**本文:**
2024年07月20日 21時58分10秒 | 〃 (外国文学)
 ガルシア=マルケス連続読書は、いよいよ『百年の孤独』である。論点がたくさんあるので、2回に分けて書くことにする。『百年の孤独』は1967年に発表され、世界で累計5千万部売れたという大ベストセラーである。日本では鼓直(つづみ・ただし)訳で1972年に翻訳され、1999年に改訳された。そして2024年6月に初めて新潮文庫に収録されたわけである。原題は「Cien Años de Soledad」で、英訳題は「One Hundred Years of Solitude」。つまり、普通に訳すなら「孤独の百年」である。それを『百年の孤独』と訳したところに妙味があり、日本語として詩的な深みが出ている。検索すると、宮崎県の会社が作っている「幻の焼酎」の名前にもなっている。そういえば聞いたことがあるが、製造本数が少なくて入手が難しいという。
(新潮文庫)
 以前に寺山修司が舞台化し、さらに映画化を試みたが、原作者の許可を得られなかった。そのため作者死後に『さらば箱舟』と改題されて公開された作品が実は『百年の孤独』になるはずだった。今回Netflixでドラマ化されるということで、改めて世界的に注目されている。ということで、話題だから読んでみようという人もいるだろうが、早くも挫折した人がいるかもしれない。だから、友田とん『『百年の孤独』を代わりに読む』(ハヤカワ文庫)という本まで出てるぐらいである。そういう話を聞くと、どんな難解な小説かと身構える人もいるかもしれない。でも、この本は特別に難しい本じゃない。
(Netflixでドラマ化)

**保存済みデータ:**
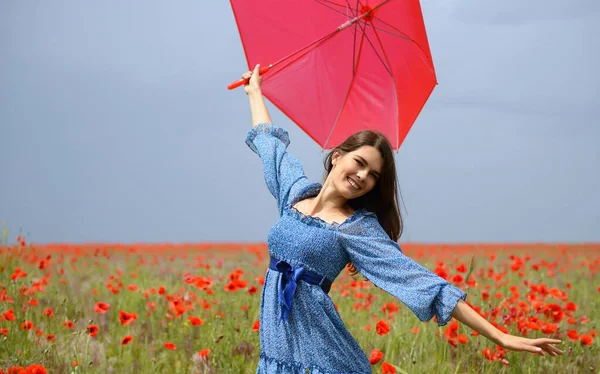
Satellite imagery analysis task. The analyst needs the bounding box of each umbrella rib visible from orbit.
[354,20,393,77]
[373,16,433,70]
[373,22,400,149]
[324,23,365,147]
[315,0,348,17]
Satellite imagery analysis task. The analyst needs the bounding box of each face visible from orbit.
[330,145,383,199]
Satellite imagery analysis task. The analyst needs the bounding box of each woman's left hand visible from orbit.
[498,334,564,356]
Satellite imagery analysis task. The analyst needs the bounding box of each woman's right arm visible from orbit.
[242,65,272,127]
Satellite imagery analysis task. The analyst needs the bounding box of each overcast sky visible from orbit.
[0,0,600,243]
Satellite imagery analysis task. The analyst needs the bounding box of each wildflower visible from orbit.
[198,348,210,360]
[375,320,390,335]
[579,334,594,345]
[87,325,99,336]
[119,310,137,326]
[94,301,110,314]
[369,348,383,365]
[25,364,48,374]
[381,362,396,374]
[188,316,204,326]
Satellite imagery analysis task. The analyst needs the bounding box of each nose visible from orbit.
[356,170,367,182]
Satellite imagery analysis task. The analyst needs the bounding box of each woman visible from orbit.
[242,65,562,374]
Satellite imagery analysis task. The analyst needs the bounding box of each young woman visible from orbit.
[242,65,562,374]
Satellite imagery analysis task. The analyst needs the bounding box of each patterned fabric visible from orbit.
[246,123,467,374]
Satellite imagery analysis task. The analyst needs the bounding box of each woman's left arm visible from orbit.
[452,300,563,356]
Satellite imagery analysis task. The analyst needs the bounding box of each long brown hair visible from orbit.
[323,130,404,275]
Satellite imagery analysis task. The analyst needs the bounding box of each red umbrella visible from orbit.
[229,0,437,150]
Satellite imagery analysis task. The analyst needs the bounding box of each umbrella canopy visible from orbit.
[231,0,437,150]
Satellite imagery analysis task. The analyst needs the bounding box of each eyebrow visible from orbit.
[356,155,381,177]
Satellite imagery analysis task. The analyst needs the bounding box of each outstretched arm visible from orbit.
[452,300,563,356]
[242,65,272,127]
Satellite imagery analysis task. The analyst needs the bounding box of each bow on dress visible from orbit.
[275,261,305,321]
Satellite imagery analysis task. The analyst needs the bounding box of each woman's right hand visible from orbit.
[242,64,262,94]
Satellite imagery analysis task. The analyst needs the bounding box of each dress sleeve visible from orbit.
[246,123,308,216]
[339,215,467,326]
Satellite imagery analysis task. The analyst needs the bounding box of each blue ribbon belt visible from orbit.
[269,257,332,321]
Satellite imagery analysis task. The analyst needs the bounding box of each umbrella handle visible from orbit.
[227,66,271,90]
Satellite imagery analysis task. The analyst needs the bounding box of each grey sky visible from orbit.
[0,0,600,242]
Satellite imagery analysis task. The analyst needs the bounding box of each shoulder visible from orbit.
[339,209,387,238]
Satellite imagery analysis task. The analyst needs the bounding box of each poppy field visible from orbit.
[0,236,600,373]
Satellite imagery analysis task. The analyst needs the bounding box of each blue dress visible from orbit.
[246,123,467,374]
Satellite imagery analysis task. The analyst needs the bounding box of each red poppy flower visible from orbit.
[198,348,210,360]
[6,366,27,374]
[87,325,99,336]
[381,362,396,374]
[579,334,594,345]
[369,348,383,365]
[188,316,204,326]
[375,320,390,335]
[94,301,110,314]
[2,309,17,321]
[119,310,137,326]
[25,364,48,374]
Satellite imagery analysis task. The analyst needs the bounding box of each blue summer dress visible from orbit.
[246,123,467,374]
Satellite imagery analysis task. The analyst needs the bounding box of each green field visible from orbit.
[0,243,600,373]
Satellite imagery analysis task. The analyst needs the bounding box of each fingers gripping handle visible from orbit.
[227,66,271,90]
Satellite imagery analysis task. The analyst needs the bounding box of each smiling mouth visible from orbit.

**実施課題:**
1 > 『百年の孤独』についての文章から、「以前に寺山修司が舞台化し、さ」から「(Netflixでドラマ化)」までの範囲を、両端を含めて一字一句たがえずに書き出してください。
2 > 『百年の孤独』についての文章に基づき、次の問いに答えてください。
(a) 鼓直訳が日本で最初に翻訳されたのは何年ですか。
(b) 寺山修司が映画化を試みた作品は、作者の死後にどのような題で公開されましたか。
(c) 今回ドラマ化を手がけるのはどこですか。
3 > 『百年の孤独』についての文章を、示されている最後の文の後から書き継いでください。

**課題別回答:**
1 >
以前に寺山修司が舞台化し、さらに映画化を試みたが、原作者の許可を得られなかった。そのため作者死後に『さらば箱舟』と改題されて公開された作品が実は『百年の孤独』になるはずだった。今回Netflixでドラマ化されるということで、改めて世界的に注目されている。ということで、話題だから読んでみようという人もいるだろうが、早くも挫折した人がいるかもしれない。だから、友田とん『『百年の孤独』を代わりに読む』(ハヤカワ文庫)という本まで出てるぐらいである。そういう話を聞くと、どんな難解な小説かと身構える人もいるかもしれない。でも、この本は特別に難しい本じゃない。
(Netflixでドラマ化)

2 >
(a) 1972年
(b) 『さらば箱舟』
(c) Netflix

3 >
 しかし、自分も今回読み直すのに一週間ぐらい必要だった。案外「読みにくい本」でもあるのだ。それは何故だろうか。まず一つは純粋に長いということ。文庫本で注や解説を抜いて625頁ある。他の新潮文庫と比べて薄い紙を使っているので、「読み進み感覚」がスロー。しかも地の文ばかり続いて会話が少ない。司馬遼太郎の歴史小説みたいな気持ちで取り組むと、全然進まないのにガッカリする。もう一つは、同じ名前がひんぱんに出て来て混乱するのである。日本でも親の名前を襲名するということはあるが、基本的には子どもに親と同じ名前は付けない。しかし、アメリカのジョージ・ブッシュ元大統領の長男がジョージ・ブッシュ元大統領、という風に外国では親子で同じ名前を付けたりする。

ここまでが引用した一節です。